=== GOALS ===
a: In the forum thread on PyTorch multiple input and output, how many aspects is the model supposed to output labels for?
b: Continue the forum thread on PyTorch multiple input and output from the point where the text stops.

=== DOCUMENT EXCERPT ===
§ §
PyTorch multiple input and output

Torch-sharp · December 22, 2021, 9:22pm

My apology for this beginner question, I have watched serveral tutorials before but didn’t have a clue to solve my specific questions.

I am building a model that takes 3 pics of an object as input and will output labels on 5 aspects. On the dataloader tutorials, there are lots of them saying I am not limited to have multiple input channels, how do I code this?

And for the output, the tutorials are constantly talking the out-channel number is equal to however many labels that’s available in the model, how can I do this. Specific examples from GitHub is highly appreciated.

All feedback is welcome.

vfdev-5 · December 22, 2021, 11:31pm

@Torch-sharp your question is marked with “ignite” category, but the content seems like to be more generic and unrelated to GitHub - pytorch/ignite: High-level library to help with training and evaluating neural networks in PyTorch flexibly and transparently. project. Please update or confirm the category.

Concerning the question,
Here is how I would make the dataset (assuming you know how to read your images and transform them into tensors):

import torch
from torch.utils.data import Dataset, DataLoader


class My3PicsDataset(Dataset):
    
    def __len__(self):
        return 100
    
    def __getitem__(self, index):
        img1 = torch.rand(3, 32, 32)  # RGB Float32 32x32 image
        img2 = torch.rand(3, 32, 32)
        img3 = torch.rand(3, 32, 32)
§ §
=== MATERIAL SUPPLIED ===
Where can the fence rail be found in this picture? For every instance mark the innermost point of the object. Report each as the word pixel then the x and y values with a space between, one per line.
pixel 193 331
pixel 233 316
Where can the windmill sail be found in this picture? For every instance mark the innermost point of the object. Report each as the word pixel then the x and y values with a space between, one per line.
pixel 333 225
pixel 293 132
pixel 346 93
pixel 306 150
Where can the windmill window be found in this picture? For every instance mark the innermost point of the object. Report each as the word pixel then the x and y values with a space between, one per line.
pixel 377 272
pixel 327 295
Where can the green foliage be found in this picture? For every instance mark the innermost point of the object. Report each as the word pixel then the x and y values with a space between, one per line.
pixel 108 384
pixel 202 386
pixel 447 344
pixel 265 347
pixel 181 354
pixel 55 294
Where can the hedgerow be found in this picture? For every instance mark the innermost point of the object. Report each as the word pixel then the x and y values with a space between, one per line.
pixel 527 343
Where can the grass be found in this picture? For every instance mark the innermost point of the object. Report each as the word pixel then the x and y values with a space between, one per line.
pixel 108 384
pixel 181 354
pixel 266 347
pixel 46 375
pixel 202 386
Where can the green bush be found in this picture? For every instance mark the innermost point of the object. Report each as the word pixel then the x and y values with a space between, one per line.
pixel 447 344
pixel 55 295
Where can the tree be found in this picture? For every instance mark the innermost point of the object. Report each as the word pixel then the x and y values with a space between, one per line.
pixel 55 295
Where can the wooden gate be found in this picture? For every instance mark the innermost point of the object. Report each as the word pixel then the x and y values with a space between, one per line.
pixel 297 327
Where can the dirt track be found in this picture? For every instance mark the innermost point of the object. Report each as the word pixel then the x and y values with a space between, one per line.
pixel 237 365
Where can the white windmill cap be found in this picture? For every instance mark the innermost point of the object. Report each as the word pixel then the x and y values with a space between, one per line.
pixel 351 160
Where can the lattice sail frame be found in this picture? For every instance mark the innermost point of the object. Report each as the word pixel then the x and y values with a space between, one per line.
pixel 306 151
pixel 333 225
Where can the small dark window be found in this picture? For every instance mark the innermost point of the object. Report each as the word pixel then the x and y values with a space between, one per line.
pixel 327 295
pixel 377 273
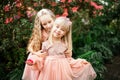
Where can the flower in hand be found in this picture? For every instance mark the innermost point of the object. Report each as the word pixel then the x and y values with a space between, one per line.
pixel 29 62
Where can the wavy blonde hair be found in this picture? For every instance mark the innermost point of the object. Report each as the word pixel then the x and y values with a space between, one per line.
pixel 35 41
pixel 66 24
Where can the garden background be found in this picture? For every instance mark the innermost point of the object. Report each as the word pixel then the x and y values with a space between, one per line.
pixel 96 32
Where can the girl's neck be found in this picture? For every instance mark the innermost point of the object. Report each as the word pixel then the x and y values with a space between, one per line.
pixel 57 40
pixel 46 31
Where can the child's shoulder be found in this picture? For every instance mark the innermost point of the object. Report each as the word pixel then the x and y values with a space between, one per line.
§ §
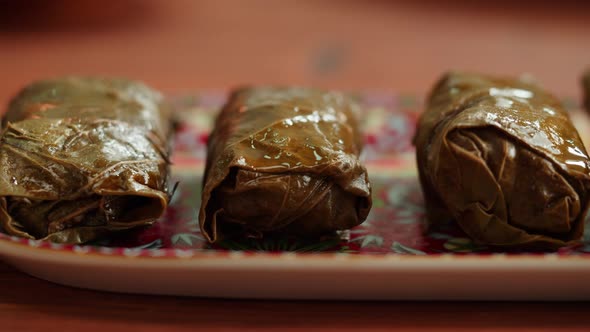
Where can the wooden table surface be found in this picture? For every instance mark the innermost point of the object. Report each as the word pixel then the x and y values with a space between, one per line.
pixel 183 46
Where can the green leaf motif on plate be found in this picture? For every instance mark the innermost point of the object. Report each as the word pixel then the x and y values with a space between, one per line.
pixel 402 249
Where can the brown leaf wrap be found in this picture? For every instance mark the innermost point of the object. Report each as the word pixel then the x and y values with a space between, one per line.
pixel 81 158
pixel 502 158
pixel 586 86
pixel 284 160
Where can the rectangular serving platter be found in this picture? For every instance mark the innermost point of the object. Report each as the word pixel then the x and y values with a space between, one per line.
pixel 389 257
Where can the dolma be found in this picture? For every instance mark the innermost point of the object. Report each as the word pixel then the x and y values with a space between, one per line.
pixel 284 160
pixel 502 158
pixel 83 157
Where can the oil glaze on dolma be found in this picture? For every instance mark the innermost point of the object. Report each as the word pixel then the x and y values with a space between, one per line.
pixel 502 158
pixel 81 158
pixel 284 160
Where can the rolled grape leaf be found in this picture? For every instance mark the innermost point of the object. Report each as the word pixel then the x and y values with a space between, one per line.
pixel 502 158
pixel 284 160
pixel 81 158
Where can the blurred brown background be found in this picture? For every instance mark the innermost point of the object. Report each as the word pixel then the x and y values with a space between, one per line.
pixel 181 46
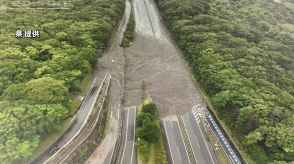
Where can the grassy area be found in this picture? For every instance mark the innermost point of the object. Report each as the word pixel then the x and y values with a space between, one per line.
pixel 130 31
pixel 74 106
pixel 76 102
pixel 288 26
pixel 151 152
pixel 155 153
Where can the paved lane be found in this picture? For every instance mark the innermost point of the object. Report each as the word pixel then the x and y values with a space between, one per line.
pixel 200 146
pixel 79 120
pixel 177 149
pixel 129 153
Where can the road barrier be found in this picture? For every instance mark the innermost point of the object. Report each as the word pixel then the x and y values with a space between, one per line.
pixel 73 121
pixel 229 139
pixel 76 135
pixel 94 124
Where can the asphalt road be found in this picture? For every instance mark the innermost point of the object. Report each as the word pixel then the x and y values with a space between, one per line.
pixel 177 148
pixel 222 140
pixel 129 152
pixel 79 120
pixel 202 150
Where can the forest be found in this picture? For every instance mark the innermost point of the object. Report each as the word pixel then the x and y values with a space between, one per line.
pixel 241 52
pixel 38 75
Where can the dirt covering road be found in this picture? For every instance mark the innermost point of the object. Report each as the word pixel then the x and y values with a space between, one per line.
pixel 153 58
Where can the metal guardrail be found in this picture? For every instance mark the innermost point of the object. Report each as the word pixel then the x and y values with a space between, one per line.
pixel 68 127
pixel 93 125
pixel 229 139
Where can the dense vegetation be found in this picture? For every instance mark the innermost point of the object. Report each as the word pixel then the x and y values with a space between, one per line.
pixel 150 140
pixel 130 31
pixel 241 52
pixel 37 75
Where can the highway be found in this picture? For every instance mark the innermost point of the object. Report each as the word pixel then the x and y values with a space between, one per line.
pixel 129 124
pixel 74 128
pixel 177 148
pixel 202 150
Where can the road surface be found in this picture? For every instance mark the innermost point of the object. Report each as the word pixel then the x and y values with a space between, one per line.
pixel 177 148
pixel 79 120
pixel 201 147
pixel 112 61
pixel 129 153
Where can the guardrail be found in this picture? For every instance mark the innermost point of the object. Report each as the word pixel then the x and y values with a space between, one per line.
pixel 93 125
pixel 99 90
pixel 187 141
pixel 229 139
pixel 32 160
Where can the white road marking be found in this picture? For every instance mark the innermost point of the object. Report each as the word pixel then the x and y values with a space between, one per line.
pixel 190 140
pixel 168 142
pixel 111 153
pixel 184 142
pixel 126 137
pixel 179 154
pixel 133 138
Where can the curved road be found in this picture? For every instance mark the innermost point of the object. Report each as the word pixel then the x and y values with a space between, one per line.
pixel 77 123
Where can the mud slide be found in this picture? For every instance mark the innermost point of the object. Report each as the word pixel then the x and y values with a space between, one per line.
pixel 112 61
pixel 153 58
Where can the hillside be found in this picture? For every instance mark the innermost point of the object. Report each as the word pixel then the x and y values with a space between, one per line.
§ §
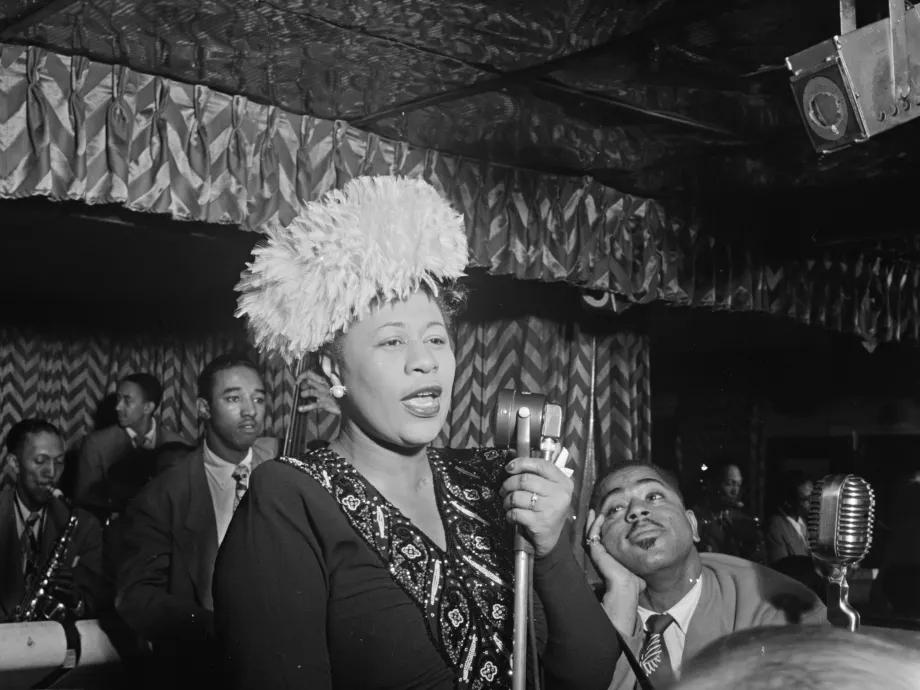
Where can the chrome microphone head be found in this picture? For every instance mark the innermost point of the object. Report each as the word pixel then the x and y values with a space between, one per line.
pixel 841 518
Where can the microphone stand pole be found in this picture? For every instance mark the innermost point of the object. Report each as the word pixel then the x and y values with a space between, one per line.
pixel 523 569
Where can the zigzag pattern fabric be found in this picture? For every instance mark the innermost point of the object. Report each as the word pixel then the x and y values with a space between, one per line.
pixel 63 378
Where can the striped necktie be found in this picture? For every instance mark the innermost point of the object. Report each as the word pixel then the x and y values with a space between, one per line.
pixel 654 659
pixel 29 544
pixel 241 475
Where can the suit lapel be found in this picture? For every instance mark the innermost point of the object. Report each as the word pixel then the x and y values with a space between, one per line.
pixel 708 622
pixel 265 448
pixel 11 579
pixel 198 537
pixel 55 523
§ §
=== EXERCISE RESULTS ===
a: Five aspects.

b:
        labels = torch.randint(0, 10, size=(5, ))  # 5 Labels, values between 0 and 10
        return {
            "img1": img1,
            "img2": img2,
            "img3": img3,
            "labels": labels
        }
    

train_set = My3PicsDataset()
train_loader = DataLoader(train_set, batch_size=4, num_workers=4, shuffle=True)

batch = next(iter(train_loader))
print(batch["img1"].shape, batch["labels"].shape)
> torch.Size([4, 3, 32, 32]) torch.Size([4, 5])

Here is how I would implement a basic model working on 3 input images and outputs 5 labels each varying betweem 0 and 10, for example (I assume you can improve and adapt it to your needs).

import torch.nn as nn
from torchvision.models import resnet18


class Dummy3PicsModel(nn.Module):
    
    def __init__(self):
        super().__init__()
        
        # Setup a resnet18 feature extractor
        m = resnet18(pretrained=False)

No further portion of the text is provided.